● AIM 1
According to the passage provided, what is the minimum price per share of Common Stock required for sales under the Structured Equity Line?
● AIM 2
Return each line of the listing that contains the string "rock".
==== PASSAGE PROVIDED
Furthermore, there can be no assurance of continued growth in PSO's business,
which is subject to additional risks.  See "-- Dependence on Significant
Customer," "-- Dependence on Significant Contracts," "-- Contract Profit
Exposure," "--Audits," "-- Potential Suspension and Debarment," "-- Rapid
Technological Change," "-- Competition" and "-- Dependence on Professional Staff
and Key Personnel."

        The Company also expects to reduce its indebtedness by raising
additional capital through the Structured Equity Line.  See "THE COMPANY -- Debt
and Equity Financing."  Conditions to the sale of Common Stock under the
Structured Equity Line include (i) effectiveness of a registration statement
under the Securities Act for the resale of the shares of Common Stock to be sold
to the Selling Stockholder, (ii) the Selling Stockholder and its affiliates not
beneficially owning more than 4.9% of the Company's Common Stock, (iii) listing
of the Company's Common Stock on the NYSE or AMEX or trading of the Company's
Common Stock on the Nasdaq NMS and (iv) the price of the Common Stock being at
least $4.00 per share, the value of open market trading of the Common Stock
being at least $500,000 per day, and the amount of Common Stock sold to the
Selling Stockholder in any three month period not exceeding 8% of the average
daily value of open market trading of the Common Stock on its principal market
multiplied by the number of trading days in that period.  Based on recent prices
and trading volume for the Common Stock, there is a substantial risk that the
Company may not be able to sell as much as $3 million in Common Stock to the
Selling Stockholder in each three month period, and there is a substantial risk
that in at least some quarters the Company may not be able to sell any Common
Stock at all.
========
==== SUPPLIED ENTRIES
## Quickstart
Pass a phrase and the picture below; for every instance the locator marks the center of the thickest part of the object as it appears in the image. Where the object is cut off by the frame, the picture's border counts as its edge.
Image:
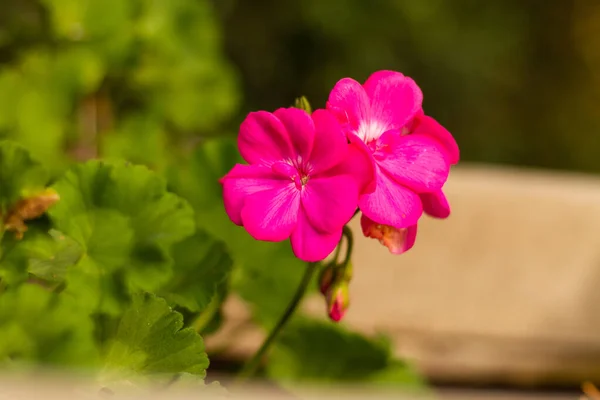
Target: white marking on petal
(370, 130)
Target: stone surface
(506, 290)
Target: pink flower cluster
(372, 148)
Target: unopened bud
(397, 241)
(303, 104)
(326, 279)
(338, 300)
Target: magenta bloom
(303, 181)
(435, 203)
(378, 116)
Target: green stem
(348, 233)
(251, 366)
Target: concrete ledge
(506, 290)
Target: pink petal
(330, 202)
(430, 127)
(300, 128)
(264, 139)
(272, 214)
(436, 204)
(397, 241)
(391, 203)
(359, 164)
(330, 146)
(242, 181)
(395, 98)
(417, 162)
(310, 244)
(349, 102)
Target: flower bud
(303, 104)
(338, 300)
(326, 278)
(397, 241)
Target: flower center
(300, 181)
(369, 131)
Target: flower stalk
(252, 365)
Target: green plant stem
(350, 245)
(251, 366)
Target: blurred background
(516, 82)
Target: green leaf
(320, 352)
(201, 263)
(125, 221)
(265, 274)
(46, 255)
(39, 326)
(150, 341)
(20, 175)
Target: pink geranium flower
(377, 114)
(411, 151)
(303, 181)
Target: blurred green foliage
(145, 86)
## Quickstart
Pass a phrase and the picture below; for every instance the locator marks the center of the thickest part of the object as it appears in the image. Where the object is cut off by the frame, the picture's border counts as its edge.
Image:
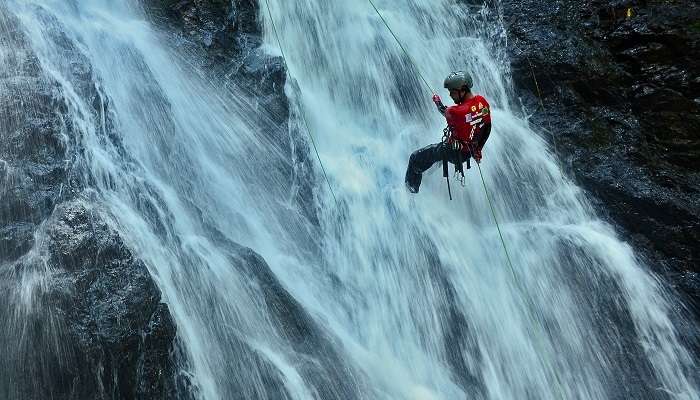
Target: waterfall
(383, 295)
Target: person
(468, 128)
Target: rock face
(81, 316)
(620, 81)
(226, 38)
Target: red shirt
(467, 118)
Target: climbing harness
(301, 105)
(533, 323)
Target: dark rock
(81, 317)
(92, 327)
(227, 36)
(625, 74)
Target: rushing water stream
(411, 296)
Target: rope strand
(301, 105)
(533, 322)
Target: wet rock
(94, 326)
(625, 76)
(81, 316)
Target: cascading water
(393, 296)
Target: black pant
(421, 160)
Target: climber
(468, 128)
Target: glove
(476, 153)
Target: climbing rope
(533, 322)
(549, 123)
(301, 105)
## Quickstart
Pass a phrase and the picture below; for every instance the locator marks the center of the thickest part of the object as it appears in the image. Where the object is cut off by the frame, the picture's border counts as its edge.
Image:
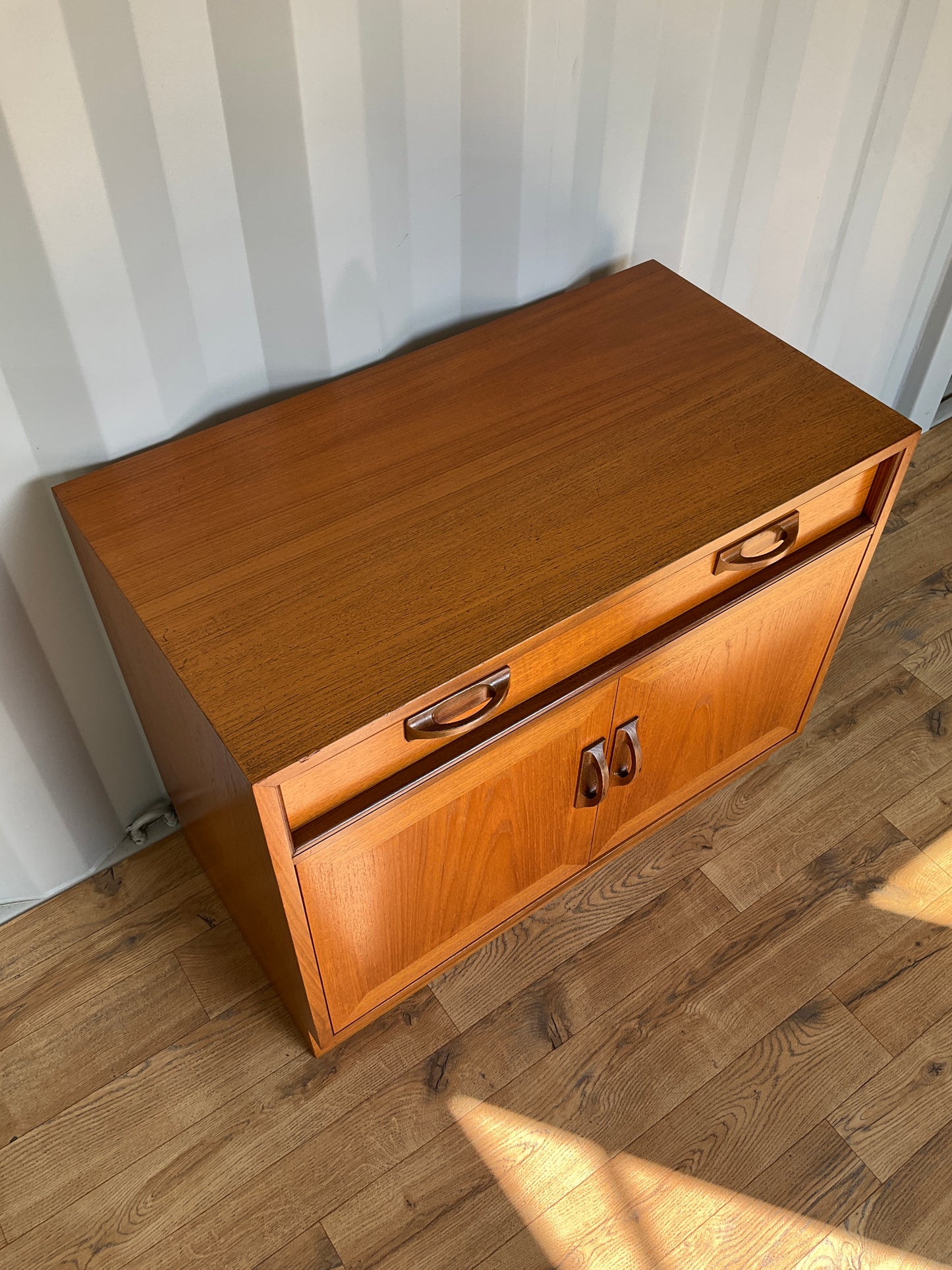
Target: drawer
(536, 664)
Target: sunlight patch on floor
(589, 1212)
(922, 887)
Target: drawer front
(555, 654)
(393, 896)
(697, 709)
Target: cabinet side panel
(212, 798)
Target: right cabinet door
(701, 707)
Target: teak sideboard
(420, 647)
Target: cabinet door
(393, 896)
(720, 695)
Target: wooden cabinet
(714, 699)
(418, 648)
(398, 892)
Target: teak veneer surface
(461, 498)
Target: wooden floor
(730, 1048)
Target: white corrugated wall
(206, 202)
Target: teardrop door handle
(593, 775)
(626, 753)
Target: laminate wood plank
(901, 1107)
(112, 1128)
(895, 630)
(559, 930)
(311, 1250)
(88, 908)
(623, 1213)
(65, 982)
(113, 1223)
(244, 1236)
(745, 1234)
(905, 559)
(331, 1164)
(905, 985)
(834, 738)
(220, 967)
(934, 664)
(924, 815)
(928, 480)
(260, 559)
(724, 1136)
(615, 1078)
(914, 1208)
(763, 1103)
(97, 1042)
(841, 1249)
(761, 860)
(818, 1176)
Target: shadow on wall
(357, 281)
(61, 784)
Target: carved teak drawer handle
(626, 753)
(761, 548)
(460, 712)
(593, 775)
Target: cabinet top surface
(322, 562)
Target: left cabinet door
(398, 893)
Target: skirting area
(730, 1048)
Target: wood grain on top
(312, 565)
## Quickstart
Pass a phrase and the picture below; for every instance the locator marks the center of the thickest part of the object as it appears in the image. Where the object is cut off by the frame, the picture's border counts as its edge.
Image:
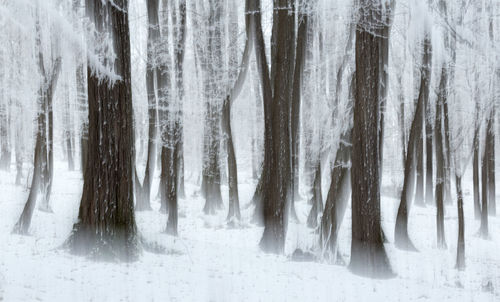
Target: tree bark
(460, 264)
(106, 226)
(278, 193)
(368, 256)
(440, 154)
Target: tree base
(369, 259)
(121, 245)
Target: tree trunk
(460, 265)
(368, 256)
(401, 237)
(490, 137)
(278, 193)
(106, 226)
(43, 160)
(267, 99)
(440, 168)
(143, 192)
(5, 152)
(316, 199)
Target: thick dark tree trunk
(316, 199)
(106, 226)
(300, 56)
(460, 265)
(440, 154)
(267, 98)
(490, 137)
(278, 193)
(368, 256)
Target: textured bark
(483, 230)
(106, 226)
(316, 199)
(440, 168)
(267, 99)
(475, 161)
(490, 137)
(368, 256)
(300, 57)
(278, 193)
(460, 264)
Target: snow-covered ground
(211, 262)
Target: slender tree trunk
(440, 154)
(316, 199)
(490, 137)
(106, 226)
(368, 256)
(460, 265)
(143, 192)
(5, 151)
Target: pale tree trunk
(440, 158)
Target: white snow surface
(210, 262)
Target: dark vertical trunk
(300, 56)
(368, 256)
(384, 76)
(475, 163)
(278, 191)
(179, 52)
(440, 158)
(484, 191)
(5, 152)
(212, 66)
(490, 137)
(68, 132)
(267, 99)
(316, 199)
(106, 224)
(460, 265)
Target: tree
(43, 156)
(278, 192)
(143, 192)
(401, 238)
(368, 256)
(106, 223)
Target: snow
(211, 262)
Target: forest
(249, 150)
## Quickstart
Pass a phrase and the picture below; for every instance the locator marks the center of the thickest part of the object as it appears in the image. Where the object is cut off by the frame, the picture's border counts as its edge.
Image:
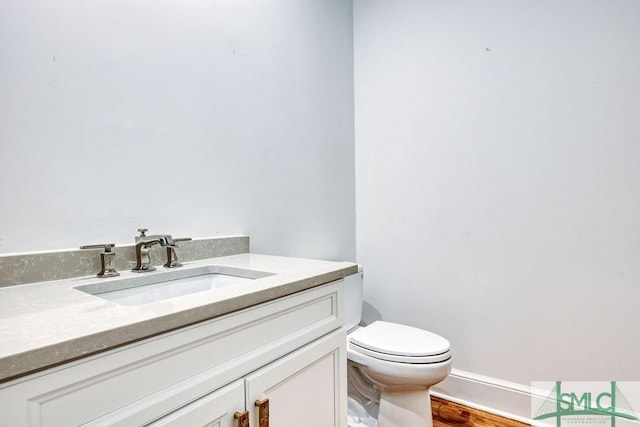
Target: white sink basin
(146, 288)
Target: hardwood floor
(448, 414)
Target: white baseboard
(488, 394)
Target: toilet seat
(399, 343)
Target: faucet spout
(144, 244)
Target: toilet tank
(354, 288)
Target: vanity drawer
(143, 381)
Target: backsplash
(34, 267)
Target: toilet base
(410, 408)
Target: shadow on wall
(369, 314)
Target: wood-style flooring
(450, 414)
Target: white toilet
(390, 368)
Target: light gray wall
(186, 117)
(498, 180)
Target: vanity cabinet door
(306, 388)
(217, 409)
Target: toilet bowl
(390, 368)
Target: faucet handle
(107, 259)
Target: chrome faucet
(144, 244)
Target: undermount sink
(146, 288)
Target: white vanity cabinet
(290, 352)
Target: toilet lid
(402, 343)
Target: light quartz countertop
(47, 323)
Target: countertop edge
(42, 358)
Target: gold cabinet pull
(263, 412)
(243, 418)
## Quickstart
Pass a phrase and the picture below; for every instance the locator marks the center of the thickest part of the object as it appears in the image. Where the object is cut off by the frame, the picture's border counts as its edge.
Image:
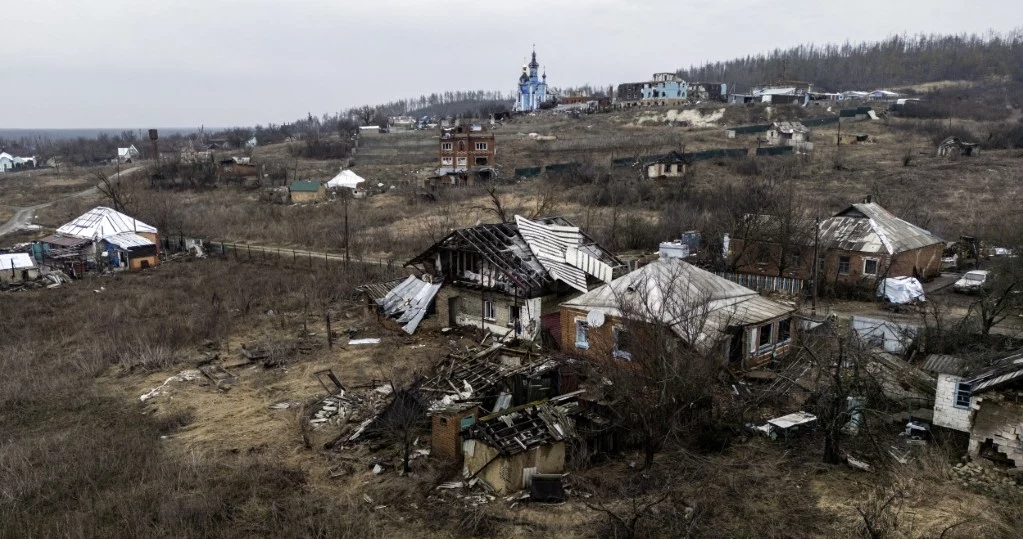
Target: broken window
(488, 310)
(843, 265)
(795, 258)
(785, 330)
(964, 392)
(766, 334)
(622, 344)
(582, 340)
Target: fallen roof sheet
(670, 290)
(102, 222)
(944, 364)
(129, 240)
(409, 302)
(64, 241)
(516, 430)
(16, 261)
========
● COMPLETE RESPONSE 1
At least $4.00 per share.

● COMPLETE RESPONSE 2
Target: rock face
Target: dark rock
Target: wet rock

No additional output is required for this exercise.